[Data entries]

↓↓↓

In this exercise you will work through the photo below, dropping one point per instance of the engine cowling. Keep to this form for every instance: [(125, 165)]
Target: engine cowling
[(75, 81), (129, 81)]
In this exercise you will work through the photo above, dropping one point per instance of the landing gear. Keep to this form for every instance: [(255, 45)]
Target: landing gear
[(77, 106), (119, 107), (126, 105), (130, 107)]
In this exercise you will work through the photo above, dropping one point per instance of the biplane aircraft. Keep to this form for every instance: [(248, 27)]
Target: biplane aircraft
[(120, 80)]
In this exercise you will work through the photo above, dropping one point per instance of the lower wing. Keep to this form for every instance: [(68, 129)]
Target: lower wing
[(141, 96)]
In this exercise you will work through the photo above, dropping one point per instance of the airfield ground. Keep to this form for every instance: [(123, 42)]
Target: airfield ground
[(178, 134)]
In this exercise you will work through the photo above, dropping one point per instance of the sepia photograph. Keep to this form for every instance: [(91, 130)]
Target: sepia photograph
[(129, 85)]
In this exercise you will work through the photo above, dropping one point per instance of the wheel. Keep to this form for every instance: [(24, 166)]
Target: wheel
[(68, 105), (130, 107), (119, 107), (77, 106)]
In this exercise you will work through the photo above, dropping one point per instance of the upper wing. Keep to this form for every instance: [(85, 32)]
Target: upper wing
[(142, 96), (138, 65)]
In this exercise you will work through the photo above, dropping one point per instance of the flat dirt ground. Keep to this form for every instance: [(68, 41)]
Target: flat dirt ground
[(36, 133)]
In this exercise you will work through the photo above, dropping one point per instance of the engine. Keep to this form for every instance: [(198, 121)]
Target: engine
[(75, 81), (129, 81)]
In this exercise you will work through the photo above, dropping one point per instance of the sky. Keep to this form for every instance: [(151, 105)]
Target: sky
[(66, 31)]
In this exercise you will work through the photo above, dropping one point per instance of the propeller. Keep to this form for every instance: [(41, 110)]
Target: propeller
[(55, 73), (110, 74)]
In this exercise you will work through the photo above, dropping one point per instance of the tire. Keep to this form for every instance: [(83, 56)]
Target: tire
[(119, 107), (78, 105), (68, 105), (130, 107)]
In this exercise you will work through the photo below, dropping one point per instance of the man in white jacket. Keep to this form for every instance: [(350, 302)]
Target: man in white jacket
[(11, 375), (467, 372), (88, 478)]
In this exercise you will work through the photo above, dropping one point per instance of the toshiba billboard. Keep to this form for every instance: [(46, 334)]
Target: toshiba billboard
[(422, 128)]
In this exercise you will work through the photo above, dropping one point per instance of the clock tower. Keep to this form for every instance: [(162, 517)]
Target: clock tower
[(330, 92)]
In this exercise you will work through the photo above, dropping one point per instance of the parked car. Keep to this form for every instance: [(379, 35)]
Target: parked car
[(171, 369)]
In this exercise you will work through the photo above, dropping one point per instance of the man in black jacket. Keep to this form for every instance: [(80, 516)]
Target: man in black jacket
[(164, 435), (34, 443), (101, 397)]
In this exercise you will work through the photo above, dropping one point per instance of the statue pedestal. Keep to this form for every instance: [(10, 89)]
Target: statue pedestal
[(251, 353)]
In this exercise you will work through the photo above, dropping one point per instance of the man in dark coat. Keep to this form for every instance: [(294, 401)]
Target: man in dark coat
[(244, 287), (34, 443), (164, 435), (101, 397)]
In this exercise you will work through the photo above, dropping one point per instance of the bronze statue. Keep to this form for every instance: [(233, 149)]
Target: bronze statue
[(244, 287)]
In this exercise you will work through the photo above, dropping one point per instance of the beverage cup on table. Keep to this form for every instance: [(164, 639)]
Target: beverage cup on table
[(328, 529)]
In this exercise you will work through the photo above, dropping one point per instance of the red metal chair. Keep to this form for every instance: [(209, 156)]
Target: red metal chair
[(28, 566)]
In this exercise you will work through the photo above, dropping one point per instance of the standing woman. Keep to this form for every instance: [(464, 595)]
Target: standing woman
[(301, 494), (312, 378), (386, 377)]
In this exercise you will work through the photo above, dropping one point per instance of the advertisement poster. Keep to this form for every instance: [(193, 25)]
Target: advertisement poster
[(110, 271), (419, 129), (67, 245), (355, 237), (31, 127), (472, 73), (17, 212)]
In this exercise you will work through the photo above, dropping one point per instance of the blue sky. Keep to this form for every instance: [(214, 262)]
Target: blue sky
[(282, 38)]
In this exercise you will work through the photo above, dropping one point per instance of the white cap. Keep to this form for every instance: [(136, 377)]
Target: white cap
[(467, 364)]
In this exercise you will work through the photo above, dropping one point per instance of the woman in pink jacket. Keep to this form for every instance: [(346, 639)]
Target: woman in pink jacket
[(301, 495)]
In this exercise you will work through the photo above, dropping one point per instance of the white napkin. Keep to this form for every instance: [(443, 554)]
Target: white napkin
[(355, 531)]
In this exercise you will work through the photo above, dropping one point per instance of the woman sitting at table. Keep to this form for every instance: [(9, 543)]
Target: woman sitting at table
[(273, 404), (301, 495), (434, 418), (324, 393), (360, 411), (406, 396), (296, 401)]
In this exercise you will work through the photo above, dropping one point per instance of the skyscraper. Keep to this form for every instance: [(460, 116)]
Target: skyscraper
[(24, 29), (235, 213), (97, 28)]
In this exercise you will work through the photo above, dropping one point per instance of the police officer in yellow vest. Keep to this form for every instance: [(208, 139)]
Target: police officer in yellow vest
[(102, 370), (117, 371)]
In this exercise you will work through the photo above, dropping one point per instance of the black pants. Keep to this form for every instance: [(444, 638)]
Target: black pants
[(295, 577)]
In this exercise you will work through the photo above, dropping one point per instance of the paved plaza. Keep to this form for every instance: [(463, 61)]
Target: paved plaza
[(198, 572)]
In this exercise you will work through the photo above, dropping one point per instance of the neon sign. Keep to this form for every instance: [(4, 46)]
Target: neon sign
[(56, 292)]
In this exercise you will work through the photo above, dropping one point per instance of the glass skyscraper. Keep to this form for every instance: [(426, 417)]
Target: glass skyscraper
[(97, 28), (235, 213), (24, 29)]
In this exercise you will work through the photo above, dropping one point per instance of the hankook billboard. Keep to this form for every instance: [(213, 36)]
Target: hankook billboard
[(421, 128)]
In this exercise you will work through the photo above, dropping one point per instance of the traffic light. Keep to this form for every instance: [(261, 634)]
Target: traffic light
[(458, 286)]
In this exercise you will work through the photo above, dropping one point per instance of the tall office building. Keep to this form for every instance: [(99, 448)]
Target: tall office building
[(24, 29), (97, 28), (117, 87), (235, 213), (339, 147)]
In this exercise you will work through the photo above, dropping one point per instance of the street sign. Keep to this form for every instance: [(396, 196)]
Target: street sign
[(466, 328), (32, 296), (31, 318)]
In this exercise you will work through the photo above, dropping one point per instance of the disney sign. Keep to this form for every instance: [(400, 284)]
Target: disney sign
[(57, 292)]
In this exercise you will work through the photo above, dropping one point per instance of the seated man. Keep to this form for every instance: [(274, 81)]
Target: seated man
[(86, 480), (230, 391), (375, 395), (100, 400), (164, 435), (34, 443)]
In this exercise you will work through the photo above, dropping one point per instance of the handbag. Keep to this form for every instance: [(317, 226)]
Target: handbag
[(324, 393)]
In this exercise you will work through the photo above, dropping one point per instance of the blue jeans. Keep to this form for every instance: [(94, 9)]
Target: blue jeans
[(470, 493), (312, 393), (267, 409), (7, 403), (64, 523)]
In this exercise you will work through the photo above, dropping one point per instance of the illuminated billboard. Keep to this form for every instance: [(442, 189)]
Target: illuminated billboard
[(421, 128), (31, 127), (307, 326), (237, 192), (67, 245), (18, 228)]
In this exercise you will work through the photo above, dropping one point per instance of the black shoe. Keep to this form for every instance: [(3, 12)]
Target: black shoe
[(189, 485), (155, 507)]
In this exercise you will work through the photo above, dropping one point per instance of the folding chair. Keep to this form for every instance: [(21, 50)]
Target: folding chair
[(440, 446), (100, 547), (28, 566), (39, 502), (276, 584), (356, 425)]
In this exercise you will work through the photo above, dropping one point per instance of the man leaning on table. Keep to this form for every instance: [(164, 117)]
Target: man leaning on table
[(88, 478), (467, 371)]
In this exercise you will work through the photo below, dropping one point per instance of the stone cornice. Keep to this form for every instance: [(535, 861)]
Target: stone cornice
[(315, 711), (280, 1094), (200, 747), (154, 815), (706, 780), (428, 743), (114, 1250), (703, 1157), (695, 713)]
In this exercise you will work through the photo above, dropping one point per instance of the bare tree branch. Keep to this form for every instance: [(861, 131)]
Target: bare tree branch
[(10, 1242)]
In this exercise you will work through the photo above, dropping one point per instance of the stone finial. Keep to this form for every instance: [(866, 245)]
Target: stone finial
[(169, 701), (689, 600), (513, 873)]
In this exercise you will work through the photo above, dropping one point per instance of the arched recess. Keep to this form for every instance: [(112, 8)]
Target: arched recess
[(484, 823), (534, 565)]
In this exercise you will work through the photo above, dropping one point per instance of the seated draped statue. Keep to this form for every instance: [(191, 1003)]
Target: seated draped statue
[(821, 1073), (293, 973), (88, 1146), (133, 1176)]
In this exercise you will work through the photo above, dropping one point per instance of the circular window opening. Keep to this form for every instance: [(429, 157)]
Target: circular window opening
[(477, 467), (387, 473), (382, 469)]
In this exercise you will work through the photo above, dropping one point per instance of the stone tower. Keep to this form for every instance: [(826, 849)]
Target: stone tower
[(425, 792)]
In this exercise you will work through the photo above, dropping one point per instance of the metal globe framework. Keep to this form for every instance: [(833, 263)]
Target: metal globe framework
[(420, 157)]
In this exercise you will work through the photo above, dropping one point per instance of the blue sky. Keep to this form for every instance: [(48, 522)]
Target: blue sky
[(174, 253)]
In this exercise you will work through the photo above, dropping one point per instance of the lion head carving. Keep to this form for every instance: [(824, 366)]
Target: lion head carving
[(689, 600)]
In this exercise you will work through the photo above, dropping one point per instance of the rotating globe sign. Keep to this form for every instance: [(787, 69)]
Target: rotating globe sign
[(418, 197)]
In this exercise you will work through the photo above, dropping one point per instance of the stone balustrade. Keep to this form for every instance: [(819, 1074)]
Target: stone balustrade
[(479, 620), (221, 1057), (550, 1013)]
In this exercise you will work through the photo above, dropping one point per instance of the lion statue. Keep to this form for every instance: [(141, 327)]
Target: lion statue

↑↑↑

### Problem requirements:
Search the records above for "below". Copy each line where it is found.

### Response for this exercise:
In this exercise you will work through the photo below, dropping one point per instance of the engine cowling. Keep to this form for every instance: [(125, 165)]
In this exercise you will work through the photo below, dropping one point per instance of the man in white jacket. Keep to this form for every instance: [(350, 302)]
In this exercise you will work through the photo below, dropping one point per instance of the stone cornice. Keep to this form for every instance: [(535, 861)]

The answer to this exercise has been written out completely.